» **Complete the following**
**a)** Please repeat the part of the LVM snapshot thread that opens with the words containing "Obviously one can" and closes with "we all needed.".
**b)** Summarize the LVM snapshot thread in three sentences.

Hi all,
Am 10.05.2026 um 14:41 schrieb [email protected]:
On Sun, May 10, 2026 at 01:54:10PM +0200, Thomas Schmitt wrote:
Hi,
Jochen Spieker wrote:
I was always under the impression that an LVM snapshot is not better
than an unclean filesystem, like for example after a power loss. But
this 20 year old document proved me wrong:
https://tldp.org/HOWTO/LVM-HOWTO/snapshotintro.html
[email protected]:
Is there any reference for that? AFAIK LVM doesn't "know" about the
underlying file system (if there is any).
In a later mail:
This sounds very hypothetical: how should LVM that there is a file
system /at all/ on the logical volume being snapshotted? How that
this file system is mounted?
Obviously one can inquire the list of mounted filesystems and their
storage devices [...]
...then fsfreeze
Woah, Thomas: you definitely rock :)
Just what we all needed.
Do we? On one of my debian systems, man fsfreeze gets me
DESCRIPTION
fsfreeze suspends or resumes access to a filesystem.
fsfreeze halts any new access to the filesystem and creates a
stable image on disk. fsfreeze is intended to be used with
hardware RAID devices that support the creation of snapshots.

Entries from a pointing dataset:
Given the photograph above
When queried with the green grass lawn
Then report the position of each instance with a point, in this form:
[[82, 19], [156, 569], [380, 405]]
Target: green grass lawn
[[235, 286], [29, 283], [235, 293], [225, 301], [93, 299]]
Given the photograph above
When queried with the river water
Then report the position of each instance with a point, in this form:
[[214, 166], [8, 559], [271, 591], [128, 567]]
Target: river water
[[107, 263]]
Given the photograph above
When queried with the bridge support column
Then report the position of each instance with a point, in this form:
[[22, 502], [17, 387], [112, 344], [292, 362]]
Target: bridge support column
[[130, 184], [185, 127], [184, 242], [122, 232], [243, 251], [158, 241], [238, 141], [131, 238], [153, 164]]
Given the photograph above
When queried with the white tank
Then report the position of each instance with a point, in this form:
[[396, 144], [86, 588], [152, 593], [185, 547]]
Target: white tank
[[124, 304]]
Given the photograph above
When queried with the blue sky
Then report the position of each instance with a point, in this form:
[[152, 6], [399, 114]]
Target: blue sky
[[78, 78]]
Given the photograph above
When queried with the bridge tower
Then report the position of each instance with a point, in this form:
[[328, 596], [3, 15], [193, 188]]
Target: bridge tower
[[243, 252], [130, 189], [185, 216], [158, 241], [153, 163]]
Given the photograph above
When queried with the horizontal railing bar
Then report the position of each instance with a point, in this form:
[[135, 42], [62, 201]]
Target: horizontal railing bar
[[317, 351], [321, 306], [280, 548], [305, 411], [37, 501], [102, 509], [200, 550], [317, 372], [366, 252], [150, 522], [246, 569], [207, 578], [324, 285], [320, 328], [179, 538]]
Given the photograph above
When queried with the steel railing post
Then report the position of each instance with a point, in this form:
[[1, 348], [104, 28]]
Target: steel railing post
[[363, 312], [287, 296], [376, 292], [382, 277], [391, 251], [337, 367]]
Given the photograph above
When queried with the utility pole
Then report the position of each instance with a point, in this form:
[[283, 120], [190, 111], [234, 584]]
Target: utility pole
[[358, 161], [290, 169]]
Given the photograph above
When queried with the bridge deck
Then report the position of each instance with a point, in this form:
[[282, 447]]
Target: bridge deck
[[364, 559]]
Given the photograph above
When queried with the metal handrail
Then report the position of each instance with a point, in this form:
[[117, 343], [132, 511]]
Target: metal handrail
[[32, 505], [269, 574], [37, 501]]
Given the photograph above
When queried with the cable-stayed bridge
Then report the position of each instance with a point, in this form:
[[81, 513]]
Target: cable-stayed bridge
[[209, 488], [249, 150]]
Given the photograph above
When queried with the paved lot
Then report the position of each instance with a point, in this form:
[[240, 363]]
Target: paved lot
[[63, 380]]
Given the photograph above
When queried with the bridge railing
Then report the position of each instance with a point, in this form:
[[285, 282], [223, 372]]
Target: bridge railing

» **Outputs by task**
**a)**
Obviously one can inquire the list of mounted filesystems and their
storage devices [...]
...then fsfreeze
Woah, Thomas: you definitely rock :)
Just what we all needed.

**b)** Jochen Spieker had thought an LVM snapshot was no better than an unclean filesystem after a power loss, but a 20-year-old document proved otherwise. When another participant asked how LVM could know about a filesystem on the logical volume, Thomas Schmitt pointed to inquiring the list of mounted filesystems and then using fsfreeze. A later reply quoted the fsfreeze man page, which says it suspends or resumes access to a filesystem and is intended for hardware RAID devices that support the creation of snapshots.